_Set problem:_
Output the following lines exactly as they appear, without any changes.

(Records of labeled boxes)
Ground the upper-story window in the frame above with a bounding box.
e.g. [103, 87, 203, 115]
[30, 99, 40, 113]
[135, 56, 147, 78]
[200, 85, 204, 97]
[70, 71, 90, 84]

_In response:_
Ground the upper-story window in the frame above with a bounding box.
e.g. [103, 87, 203, 115]
[30, 99, 40, 113]
[135, 56, 147, 78]
[200, 85, 204, 97]
[70, 71, 90, 84]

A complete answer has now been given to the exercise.